**TASK GOAL:** For this exercise, repeat the records below exactly as written.

==============================

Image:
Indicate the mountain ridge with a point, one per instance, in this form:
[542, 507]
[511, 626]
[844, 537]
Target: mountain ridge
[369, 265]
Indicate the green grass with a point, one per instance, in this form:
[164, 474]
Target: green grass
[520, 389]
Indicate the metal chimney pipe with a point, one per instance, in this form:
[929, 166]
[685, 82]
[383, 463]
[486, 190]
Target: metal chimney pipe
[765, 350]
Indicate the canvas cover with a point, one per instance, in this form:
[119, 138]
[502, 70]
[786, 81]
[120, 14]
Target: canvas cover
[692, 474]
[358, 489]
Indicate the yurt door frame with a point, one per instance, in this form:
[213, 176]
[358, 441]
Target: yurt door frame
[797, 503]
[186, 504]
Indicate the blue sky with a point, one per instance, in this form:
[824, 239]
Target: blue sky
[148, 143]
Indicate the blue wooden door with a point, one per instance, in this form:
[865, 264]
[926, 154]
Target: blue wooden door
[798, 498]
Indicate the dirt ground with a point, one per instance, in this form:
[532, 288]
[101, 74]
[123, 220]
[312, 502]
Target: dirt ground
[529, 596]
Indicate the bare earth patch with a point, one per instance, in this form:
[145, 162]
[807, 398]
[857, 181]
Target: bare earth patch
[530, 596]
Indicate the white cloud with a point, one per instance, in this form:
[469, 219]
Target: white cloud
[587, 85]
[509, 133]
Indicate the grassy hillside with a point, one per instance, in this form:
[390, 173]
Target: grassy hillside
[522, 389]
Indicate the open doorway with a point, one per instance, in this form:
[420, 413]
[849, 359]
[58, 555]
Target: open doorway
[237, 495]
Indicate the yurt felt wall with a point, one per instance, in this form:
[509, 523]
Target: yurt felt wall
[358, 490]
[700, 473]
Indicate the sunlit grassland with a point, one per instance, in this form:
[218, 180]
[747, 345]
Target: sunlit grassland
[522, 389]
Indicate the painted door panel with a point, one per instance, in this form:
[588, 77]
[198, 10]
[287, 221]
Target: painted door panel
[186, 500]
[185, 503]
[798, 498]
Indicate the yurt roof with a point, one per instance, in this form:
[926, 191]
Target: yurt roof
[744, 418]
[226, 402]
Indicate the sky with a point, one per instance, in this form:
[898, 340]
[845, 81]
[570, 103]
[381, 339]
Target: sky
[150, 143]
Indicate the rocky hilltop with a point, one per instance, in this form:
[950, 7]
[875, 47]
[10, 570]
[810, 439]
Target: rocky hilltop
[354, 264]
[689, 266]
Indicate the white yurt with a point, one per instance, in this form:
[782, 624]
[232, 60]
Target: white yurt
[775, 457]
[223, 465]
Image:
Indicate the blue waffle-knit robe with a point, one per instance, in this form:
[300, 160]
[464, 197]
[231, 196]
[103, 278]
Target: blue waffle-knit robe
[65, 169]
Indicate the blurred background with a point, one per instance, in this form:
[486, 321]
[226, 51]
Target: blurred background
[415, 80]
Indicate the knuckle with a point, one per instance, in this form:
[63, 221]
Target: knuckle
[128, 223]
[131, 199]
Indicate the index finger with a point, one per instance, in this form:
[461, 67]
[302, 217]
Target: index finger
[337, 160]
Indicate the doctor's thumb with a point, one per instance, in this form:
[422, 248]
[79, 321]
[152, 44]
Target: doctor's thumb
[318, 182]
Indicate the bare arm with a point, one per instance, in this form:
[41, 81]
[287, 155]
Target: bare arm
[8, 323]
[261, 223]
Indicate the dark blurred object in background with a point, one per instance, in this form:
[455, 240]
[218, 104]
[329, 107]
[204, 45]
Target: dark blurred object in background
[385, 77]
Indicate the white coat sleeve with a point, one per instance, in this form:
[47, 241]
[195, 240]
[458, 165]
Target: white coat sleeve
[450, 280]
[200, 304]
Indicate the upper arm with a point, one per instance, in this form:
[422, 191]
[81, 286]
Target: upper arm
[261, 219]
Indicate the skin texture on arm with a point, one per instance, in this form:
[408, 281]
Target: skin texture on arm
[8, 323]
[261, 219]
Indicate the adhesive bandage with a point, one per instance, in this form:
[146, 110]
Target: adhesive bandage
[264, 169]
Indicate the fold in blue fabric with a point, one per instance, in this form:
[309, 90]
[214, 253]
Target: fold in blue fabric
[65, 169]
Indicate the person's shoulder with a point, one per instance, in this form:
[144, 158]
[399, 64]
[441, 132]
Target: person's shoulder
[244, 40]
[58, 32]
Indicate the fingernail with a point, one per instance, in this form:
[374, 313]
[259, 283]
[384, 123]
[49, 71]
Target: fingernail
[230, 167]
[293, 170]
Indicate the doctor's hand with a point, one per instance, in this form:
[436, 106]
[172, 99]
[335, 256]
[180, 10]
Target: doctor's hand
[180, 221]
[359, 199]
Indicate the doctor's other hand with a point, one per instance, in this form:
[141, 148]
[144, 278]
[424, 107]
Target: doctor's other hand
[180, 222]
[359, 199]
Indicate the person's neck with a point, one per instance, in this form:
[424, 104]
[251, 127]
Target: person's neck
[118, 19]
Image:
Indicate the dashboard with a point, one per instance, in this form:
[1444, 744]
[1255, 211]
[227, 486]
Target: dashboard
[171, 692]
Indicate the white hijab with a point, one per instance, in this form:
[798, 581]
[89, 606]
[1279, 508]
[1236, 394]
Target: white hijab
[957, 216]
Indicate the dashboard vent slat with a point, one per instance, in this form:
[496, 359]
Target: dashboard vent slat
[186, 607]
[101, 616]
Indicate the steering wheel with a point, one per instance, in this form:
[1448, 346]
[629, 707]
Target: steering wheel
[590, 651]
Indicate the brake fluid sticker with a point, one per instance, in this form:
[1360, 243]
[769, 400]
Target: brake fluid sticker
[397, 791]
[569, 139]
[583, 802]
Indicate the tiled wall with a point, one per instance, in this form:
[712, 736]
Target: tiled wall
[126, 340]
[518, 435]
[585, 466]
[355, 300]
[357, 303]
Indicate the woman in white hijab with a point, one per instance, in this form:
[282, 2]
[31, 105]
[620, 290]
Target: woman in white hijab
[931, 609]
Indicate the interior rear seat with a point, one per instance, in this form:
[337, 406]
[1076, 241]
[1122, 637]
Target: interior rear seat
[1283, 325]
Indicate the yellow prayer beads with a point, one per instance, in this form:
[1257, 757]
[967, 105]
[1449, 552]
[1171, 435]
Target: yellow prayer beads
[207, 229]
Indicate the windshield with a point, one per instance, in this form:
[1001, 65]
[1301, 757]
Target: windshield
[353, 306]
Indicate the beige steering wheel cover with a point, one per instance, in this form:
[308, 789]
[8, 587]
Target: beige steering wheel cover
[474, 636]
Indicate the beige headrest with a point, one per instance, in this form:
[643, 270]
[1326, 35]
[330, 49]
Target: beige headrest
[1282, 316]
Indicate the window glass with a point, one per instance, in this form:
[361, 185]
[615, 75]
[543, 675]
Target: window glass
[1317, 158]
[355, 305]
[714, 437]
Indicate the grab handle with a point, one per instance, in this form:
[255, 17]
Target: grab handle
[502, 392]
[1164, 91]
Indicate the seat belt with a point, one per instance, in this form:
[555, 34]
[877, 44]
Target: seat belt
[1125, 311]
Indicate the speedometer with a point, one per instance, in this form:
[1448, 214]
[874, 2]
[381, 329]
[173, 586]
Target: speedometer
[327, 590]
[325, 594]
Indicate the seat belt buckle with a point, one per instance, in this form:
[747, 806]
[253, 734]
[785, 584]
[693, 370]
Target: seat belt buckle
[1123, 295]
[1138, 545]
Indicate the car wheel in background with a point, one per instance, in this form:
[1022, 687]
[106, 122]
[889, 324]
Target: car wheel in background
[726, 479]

==============================

**SOLUTION FOR THIS PROBLEM:**
Image:
Indicate the mountain ridge with a point, one per instance, in this form:
[542, 507]
[511, 626]
[844, 537]
Target: mountain ridge
[369, 265]
Indicate the green grass with a point, one per instance, in this form:
[164, 474]
Target: green grass
[520, 389]
Indicate the metal chimney pipe with a point, one per instance, in this form:
[929, 166]
[685, 82]
[383, 463]
[486, 190]
Target: metal chimney pipe
[765, 350]
Indicate the canvas cover with a point, one per instance, in this form:
[119, 138]
[502, 70]
[786, 81]
[120, 14]
Target: canvas cover
[692, 474]
[358, 489]
Indicate the yurt door frame with a point, one per instance, in this form:
[213, 176]
[358, 441]
Target: yurt door frame
[797, 503]
[186, 504]
Indicate the blue sky with a point, one per instance, in this form:
[824, 239]
Target: blue sky
[148, 143]
Indicate the blue wooden door with a point, one per instance, in this form:
[865, 264]
[926, 154]
Target: blue wooden door
[798, 498]
Indicate the dirt ground with a point, one per instance, in this form:
[532, 288]
[101, 74]
[123, 220]
[312, 502]
Target: dirt ground
[529, 596]
Indicate the bare earth patch with a point, one per instance, in this form:
[145, 162]
[807, 398]
[857, 181]
Target: bare earth patch
[530, 596]
Indicate the white cloud with a point, one per instance, in this form:
[469, 219]
Target: white cloud
[587, 85]
[509, 133]
Indicate the grassy hillside with a point, one per instance, in this form:
[390, 173]
Target: grassy hillside
[522, 389]
Indicate the open doorway with a point, one per instance, in this form:
[420, 413]
[849, 359]
[58, 555]
Target: open doorway
[237, 495]
Indicate the yurt felt wall with a point, one per instance, in this form:
[509, 523]
Target: yurt felt wall
[358, 490]
[700, 473]
Indicate the sunlit grassland with a point, one per instance, in this form:
[218, 180]
[747, 345]
Target: sunlit grassland
[522, 389]
Indicate the painted door panel with a point, one per instance, in this form:
[588, 77]
[198, 10]
[287, 221]
Target: painted door panel
[186, 500]
[185, 503]
[798, 498]
Indicate the yurt roof with a point, one per instance, in this form:
[926, 191]
Target: yurt roof
[744, 418]
[226, 402]
Indicate the sky with a point, one per instance, in this form:
[898, 340]
[845, 81]
[570, 103]
[381, 339]
Target: sky
[150, 143]
Indicate the rocky hilltop with a point, one per instance, in this form:
[950, 7]
[875, 47]
[10, 570]
[810, 439]
Target: rocky hilltop
[354, 264]
[689, 266]
Indicate the white yurt with a point, one per instance, in this form:
[782, 624]
[232, 60]
Target: white yurt
[775, 457]
[223, 465]
Image:
Indicate the blue waffle-knit robe with a point, one per instance, in this form:
[300, 160]
[464, 197]
[231, 196]
[103, 278]
Target: blue waffle-knit robe
[65, 169]
Indicate the blurred background with a point, one per instance, in this form:
[486, 321]
[226, 51]
Target: blurred background
[415, 80]
Indicate the knuckle with a point, one per instance, in this form:
[63, 221]
Target: knuckle
[128, 223]
[131, 199]
Indicate the index finger with a point, one per instance, in this form:
[461, 67]
[302, 217]
Target: index finger
[337, 160]
Indicate the doctor's thumb with a point, one per instance, in this form:
[422, 248]
[79, 321]
[152, 44]
Target: doctor's thumb
[318, 182]
Indicate the bare arm with a point, one per instance, in this form:
[41, 81]
[287, 155]
Target: bare arm
[8, 323]
[261, 223]
Indicate the dark blurred object in background with a point, one per instance, in this form:
[455, 240]
[218, 104]
[329, 107]
[204, 45]
Target: dark blurred object in background
[385, 77]
Indicate the white coat sleeve with a point, one per instance, in this form:
[47, 241]
[195, 240]
[458, 165]
Target: white coat sleeve
[450, 280]
[200, 304]
Indicate the upper arm with a point, one per instance, in this form:
[422, 191]
[81, 286]
Target: upper arm
[261, 219]
Indicate the skin texture on arm with a point, one per instance, in this form:
[408, 281]
Target: skin texture on arm
[8, 323]
[261, 219]
Indicate the adhesive bandage with a point, one per instance, in this form:
[146, 110]
Target: adhesive bandage
[264, 169]
Indicate the fold in blue fabric with a point, one per instance, in this form:
[309, 90]
[214, 253]
Target: fold in blue fabric
[65, 169]
Indicate the person's shoulder with a point, one per instance, in this form:
[144, 158]
[399, 64]
[441, 132]
Target: person's shoulder
[244, 40]
[58, 32]
Indicate the fingernail with a point, one per instance, in this form:
[374, 313]
[259, 283]
[384, 123]
[49, 71]
Target: fingernail
[230, 167]
[293, 170]
Indicate the doctor's hand with a point, one per instance, in this form:
[436, 106]
[172, 99]
[335, 256]
[180, 10]
Target: doctor's hand
[180, 221]
[359, 199]
Indicate the doctor's other hand with a point, one per instance, in this form:
[141, 148]
[144, 278]
[424, 107]
Target: doctor's other hand
[180, 222]
[359, 199]
Indicate the person's neck with a point, one per instance, in this form:
[424, 104]
[251, 127]
Target: person's neck
[118, 19]
Image:
Indicate the dashboard with a point, one per instance, in this form:
[1444, 744]
[1255, 211]
[227, 486]
Target: dashboard
[171, 692]
Indicate the white hijab with a point, one per instance, in this form:
[798, 581]
[89, 606]
[1279, 508]
[1236, 394]
Target: white hijab
[957, 216]
Indicate the dashboard vent slat with a point, one per instance, in this form:
[496, 359]
Target: dashboard vent slat
[186, 607]
[101, 616]
Indicate the steering wheel with a point, one per instance, in this form:
[1448, 346]
[629, 707]
Target: steering wheel
[590, 651]
Indicate the brake fluid sticker with a point, one per instance, in this form:
[1360, 243]
[769, 400]
Target: brake fluid sticker
[397, 791]
[569, 139]
[583, 802]
Indicate the tiled wall with a point, one per instance, in this form:
[712, 736]
Target: tiled wall
[126, 340]
[518, 435]
[585, 466]
[355, 300]
[357, 303]
Indicate the woman in white hijab with a point, one per instance, in this form:
[282, 2]
[31, 105]
[620, 290]
Target: woman in white hijab
[931, 609]
Indicate the interior rear seat with a point, one per instance, in this form:
[337, 406]
[1076, 241]
[1122, 637]
Target: interior rear seat
[1283, 325]
Indicate the yellow prayer beads with a point, one per instance, in this form:
[1257, 757]
[967, 105]
[1449, 552]
[1171, 435]
Target: yellow prayer beads
[207, 229]
Indicate the windshield with a point, one per instance, in this form:
[1001, 65]
[1301, 757]
Target: windshield
[353, 306]
Indicate the beige steering wheel cover with a point, one per instance, in this form:
[308, 789]
[8, 587]
Target: beige steering wheel cover
[474, 636]
Indicate the beige headrest with a point, one per instance, in this form:
[643, 270]
[1326, 35]
[330, 49]
Target: beige headrest
[1282, 316]
Indicate the window glass with a point, one per instance, in this form:
[361, 185]
[615, 75]
[543, 675]
Target: window glass
[1317, 158]
[355, 305]
[714, 437]
Indicate the grab handle with a point, one per instance, in this form:
[255, 17]
Target: grab handle
[502, 392]
[1164, 91]
Indicate the seat belt with a point, one per instance, in this form:
[555, 34]
[877, 44]
Target: seat belt
[1125, 311]
Indicate the speedometer with a point, one per instance, in this form:
[1448, 214]
[874, 2]
[381, 329]
[173, 586]
Target: speedometer
[327, 590]
[325, 594]
Indicate the seat belt buckle with a point, one per instance, in this form:
[747, 806]
[253, 734]
[785, 584]
[693, 370]
Target: seat belt buckle
[1123, 295]
[1138, 545]
Indicate the car wheel in background with a point, one per instance, in this form:
[1022, 687]
[106, 122]
[889, 324]
Target: car wheel in background
[726, 479]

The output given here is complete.